■ What the exercise asks
Could you restate the data word for word?
------ Records provided
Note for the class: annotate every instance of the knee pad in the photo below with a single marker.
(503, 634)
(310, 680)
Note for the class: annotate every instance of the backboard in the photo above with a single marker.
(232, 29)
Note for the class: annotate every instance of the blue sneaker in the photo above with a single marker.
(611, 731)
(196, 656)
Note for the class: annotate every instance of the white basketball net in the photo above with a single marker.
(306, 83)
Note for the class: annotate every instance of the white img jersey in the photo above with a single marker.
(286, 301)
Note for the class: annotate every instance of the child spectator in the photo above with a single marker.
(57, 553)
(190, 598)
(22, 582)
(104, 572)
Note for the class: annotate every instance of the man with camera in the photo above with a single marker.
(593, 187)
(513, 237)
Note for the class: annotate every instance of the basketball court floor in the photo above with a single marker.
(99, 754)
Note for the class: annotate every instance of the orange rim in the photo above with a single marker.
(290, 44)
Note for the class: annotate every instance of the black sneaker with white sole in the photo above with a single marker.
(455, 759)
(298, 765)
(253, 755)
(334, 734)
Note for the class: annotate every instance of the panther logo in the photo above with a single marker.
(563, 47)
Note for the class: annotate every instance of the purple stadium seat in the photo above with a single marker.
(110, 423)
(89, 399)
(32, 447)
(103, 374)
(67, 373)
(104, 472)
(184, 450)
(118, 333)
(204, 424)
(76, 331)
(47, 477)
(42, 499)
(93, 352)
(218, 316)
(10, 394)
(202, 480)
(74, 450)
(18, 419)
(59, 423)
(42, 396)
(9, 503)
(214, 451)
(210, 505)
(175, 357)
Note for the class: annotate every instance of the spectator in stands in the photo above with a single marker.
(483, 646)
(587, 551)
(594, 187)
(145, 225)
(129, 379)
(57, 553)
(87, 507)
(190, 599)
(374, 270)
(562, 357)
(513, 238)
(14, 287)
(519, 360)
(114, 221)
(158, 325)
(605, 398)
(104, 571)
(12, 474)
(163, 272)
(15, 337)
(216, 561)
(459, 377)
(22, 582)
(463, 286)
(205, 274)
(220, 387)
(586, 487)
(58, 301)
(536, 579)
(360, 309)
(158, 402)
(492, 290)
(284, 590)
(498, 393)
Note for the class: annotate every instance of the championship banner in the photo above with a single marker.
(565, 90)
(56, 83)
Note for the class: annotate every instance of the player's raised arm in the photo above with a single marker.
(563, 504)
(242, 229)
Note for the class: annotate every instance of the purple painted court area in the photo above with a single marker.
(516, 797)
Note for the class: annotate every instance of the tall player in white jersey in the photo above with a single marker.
------------
■ Response area
Note for the class: annotate every instance of the knee pad in the photo below with a single marker.
(503, 634)
(310, 680)
Note for the class: annotate every instance of the backboard in the photo above with a single marker.
(232, 29)
Note for the class: annotate every instance of the blue sneaker in the photo above with a single marker.
(611, 731)
(196, 656)
Note for the class: annotate every instance of the white basketball net in the photo above with a single marker.
(306, 83)
Note for the class: annotate every instance of the white img jersey in the photo above with a single marker.
(286, 301)
Note for the class: annotate every instance of the child spectator in the photo above with a single marker.
(57, 553)
(190, 598)
(22, 582)
(104, 572)
Note for the class: annotate every instance of the man with camera in the photo above with a single marker.
(593, 187)
(513, 237)
Note for the class: annotate every instance of the basketball court floor in the photo above with a single marker.
(99, 754)
Note for the class: annotate every instance of the orange rim in the photo above with a single marker.
(290, 44)
Note for the class: annotate every instance of the black sneaker with white sole in the photo above with a single marker.
(455, 759)
(298, 765)
(253, 755)
(334, 734)
Note for the class: annotate every instance of the panther logo in the photo above with a single marker.
(563, 47)
Note for the class: annotate every instance of the purple stadium seat in the photo above with a single marker.
(110, 423)
(89, 399)
(32, 447)
(103, 374)
(67, 373)
(104, 472)
(184, 450)
(118, 333)
(204, 424)
(76, 331)
(47, 477)
(42, 499)
(93, 352)
(218, 316)
(10, 394)
(202, 480)
(74, 450)
(18, 419)
(59, 423)
(42, 396)
(9, 503)
(214, 451)
(210, 505)
(175, 357)
Note for the class: annotate every instance of the spectator in stands in the photo above with a single marker.
(483, 646)
(587, 551)
(594, 187)
(145, 225)
(129, 379)
(57, 553)
(87, 507)
(190, 599)
(374, 270)
(562, 357)
(513, 238)
(14, 287)
(519, 360)
(114, 221)
(158, 325)
(605, 398)
(104, 571)
(12, 474)
(163, 272)
(15, 337)
(216, 561)
(459, 377)
(22, 582)
(463, 286)
(205, 274)
(220, 387)
(586, 487)
(58, 301)
(536, 579)
(360, 309)
(158, 402)
(492, 290)
(284, 590)
(498, 393)
Note for the class: annotate every instance of the championship banner in the photo above with a single marker.
(565, 90)
(56, 83)
Note for the class: annotate every instance of the player's raised arm in the photo above with a single marker.
(563, 504)
(242, 229)
Note for the class: annotate every instance of the purple painted court area in the photo above with a single marker.
(516, 797)
Note for the class: annotate every instance of the tall player in white jersey in the photo above with a single marker.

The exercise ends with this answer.